WORK INSTRUCTIONS:
1. Answer these questions from the study summary on radiation and chemical pollution.
(a) Over which years was the study conducted?
(b) What pollution was present in the first district?
(c) To what level were the doses of chemical pollutants close?
2. Pick up the study summary on radiation and chemical pollution after its final sentence and continue it for a few sentences.

SOURCE DOCUMENT:

---*---

Main Article Content
Technogenic development of the society besides improvement of social and living conditions of people leads to increase of emissions into the environment of industrial wastes, including radioactive wastes. The purpose of this work was to study the influence of low doses of radiation combined with chemical pollutants in doses close to the maximum permissible, on the health of people in comparison with similar health indicators of the population living in an area with similar chemical pollution (with radiological well-being) and in the area with "clean ecology".
The study was conducted on the territory of one region for 3 years: from 2016 to 2018 in three districts: the first district - district with the presence of radiation and chemical pollution, the second district (comparison) - district with natural radiation background and chemical pollution and the third district (comparison) - district of "Environmental Wellbeing".

---*---

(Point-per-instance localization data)
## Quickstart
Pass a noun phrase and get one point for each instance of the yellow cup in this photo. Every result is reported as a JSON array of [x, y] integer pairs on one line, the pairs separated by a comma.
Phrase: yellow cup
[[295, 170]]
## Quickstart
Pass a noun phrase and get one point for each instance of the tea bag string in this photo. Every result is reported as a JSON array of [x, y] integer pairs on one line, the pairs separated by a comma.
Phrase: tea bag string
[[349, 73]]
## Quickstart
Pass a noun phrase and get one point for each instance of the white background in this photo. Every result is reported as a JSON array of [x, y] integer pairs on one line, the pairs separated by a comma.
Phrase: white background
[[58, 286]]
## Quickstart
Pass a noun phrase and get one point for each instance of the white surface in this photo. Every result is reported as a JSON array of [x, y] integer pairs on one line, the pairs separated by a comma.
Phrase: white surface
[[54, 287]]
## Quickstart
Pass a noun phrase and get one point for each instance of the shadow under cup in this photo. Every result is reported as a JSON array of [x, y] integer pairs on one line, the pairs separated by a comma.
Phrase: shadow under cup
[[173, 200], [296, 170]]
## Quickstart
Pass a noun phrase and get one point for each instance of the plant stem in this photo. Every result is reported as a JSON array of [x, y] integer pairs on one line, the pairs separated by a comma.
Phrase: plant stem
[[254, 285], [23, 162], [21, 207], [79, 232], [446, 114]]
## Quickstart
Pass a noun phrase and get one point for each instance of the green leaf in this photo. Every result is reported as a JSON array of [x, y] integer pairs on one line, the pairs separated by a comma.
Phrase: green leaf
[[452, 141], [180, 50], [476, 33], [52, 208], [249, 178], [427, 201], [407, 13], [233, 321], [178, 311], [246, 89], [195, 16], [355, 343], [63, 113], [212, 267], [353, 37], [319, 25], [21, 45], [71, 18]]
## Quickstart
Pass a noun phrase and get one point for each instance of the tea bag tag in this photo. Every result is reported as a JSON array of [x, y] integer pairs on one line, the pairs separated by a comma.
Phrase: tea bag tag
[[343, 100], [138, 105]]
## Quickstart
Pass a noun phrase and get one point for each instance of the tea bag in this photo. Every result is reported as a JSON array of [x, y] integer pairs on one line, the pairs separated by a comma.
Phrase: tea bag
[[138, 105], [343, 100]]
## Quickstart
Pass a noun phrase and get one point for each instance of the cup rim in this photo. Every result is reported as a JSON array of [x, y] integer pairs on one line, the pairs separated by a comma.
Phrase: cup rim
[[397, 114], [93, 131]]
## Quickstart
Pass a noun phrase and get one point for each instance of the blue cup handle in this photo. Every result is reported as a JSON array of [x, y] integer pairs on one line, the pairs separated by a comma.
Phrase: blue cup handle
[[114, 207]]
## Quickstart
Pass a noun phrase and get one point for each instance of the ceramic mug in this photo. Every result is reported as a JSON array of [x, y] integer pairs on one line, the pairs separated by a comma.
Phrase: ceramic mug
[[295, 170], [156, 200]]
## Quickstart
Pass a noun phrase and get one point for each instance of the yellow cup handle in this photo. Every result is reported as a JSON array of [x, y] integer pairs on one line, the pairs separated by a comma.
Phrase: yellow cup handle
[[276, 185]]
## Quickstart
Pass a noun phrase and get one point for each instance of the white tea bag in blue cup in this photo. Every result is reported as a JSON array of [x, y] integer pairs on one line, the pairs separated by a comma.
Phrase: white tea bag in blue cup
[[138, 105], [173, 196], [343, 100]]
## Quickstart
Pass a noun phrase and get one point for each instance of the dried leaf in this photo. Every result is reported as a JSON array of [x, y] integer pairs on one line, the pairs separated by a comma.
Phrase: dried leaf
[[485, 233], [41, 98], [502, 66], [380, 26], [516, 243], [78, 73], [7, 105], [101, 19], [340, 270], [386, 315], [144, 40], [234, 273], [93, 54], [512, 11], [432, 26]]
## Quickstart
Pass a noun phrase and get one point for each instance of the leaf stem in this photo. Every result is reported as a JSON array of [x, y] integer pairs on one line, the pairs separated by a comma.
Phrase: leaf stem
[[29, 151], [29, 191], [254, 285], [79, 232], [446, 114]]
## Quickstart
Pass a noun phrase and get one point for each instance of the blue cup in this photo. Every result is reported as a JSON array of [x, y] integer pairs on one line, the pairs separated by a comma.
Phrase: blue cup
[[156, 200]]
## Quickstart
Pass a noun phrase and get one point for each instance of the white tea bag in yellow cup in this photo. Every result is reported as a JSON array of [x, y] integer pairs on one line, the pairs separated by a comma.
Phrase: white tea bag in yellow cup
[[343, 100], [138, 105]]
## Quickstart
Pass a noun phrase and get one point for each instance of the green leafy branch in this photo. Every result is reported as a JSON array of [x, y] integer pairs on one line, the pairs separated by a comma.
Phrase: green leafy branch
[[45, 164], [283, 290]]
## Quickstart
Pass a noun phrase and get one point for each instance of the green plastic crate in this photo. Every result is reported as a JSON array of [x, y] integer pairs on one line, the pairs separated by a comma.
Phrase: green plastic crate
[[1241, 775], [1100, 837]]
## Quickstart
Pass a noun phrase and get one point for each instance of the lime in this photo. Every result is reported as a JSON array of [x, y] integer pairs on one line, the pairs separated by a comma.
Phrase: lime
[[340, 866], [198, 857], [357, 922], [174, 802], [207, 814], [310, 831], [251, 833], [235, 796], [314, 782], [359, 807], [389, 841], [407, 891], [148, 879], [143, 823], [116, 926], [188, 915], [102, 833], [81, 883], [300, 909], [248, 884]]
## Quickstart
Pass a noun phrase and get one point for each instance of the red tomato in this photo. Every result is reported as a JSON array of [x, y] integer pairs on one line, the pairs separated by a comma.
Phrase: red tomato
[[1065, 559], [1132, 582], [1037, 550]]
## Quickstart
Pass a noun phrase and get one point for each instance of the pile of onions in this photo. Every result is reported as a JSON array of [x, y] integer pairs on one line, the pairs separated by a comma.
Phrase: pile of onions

---*---

ANSWERS BY ITEM:
1.
(a) From 2016 to 2018.
(b) Radiation and chemical pollution.
(c) Close to the maximum permissible.

2.
The state of health of the population, the specified settlements was studied on the basis of analysis of data from the accounting Form № 12 (departmental form of state statistical observation of the Ministry of Health of the Russian Federation on Form 12 "Information on the number of diseases registered in patients residing in the service area of the medical organization" in the Moscow region, for 2016-2018 years).
It was found that both radiation and chemical pollution of the environment in low doses leads to an excessive risk of somatic diseases and MND. When their effects on the human body are summarized, the resulting negative effect on human health is intensified.
In the studied area of the RWDF, natural and climatic features and the nature of anthropogenic influence led to contamination, first of all, of the air and soil, which affected the structure of cancer mortality, risks of development of MNS and the nature of pathology predominantly spread among the population - upper and lower respiratory tract diseases, allergological diseases, which opens new directions for preventive and health-improvement work among the population.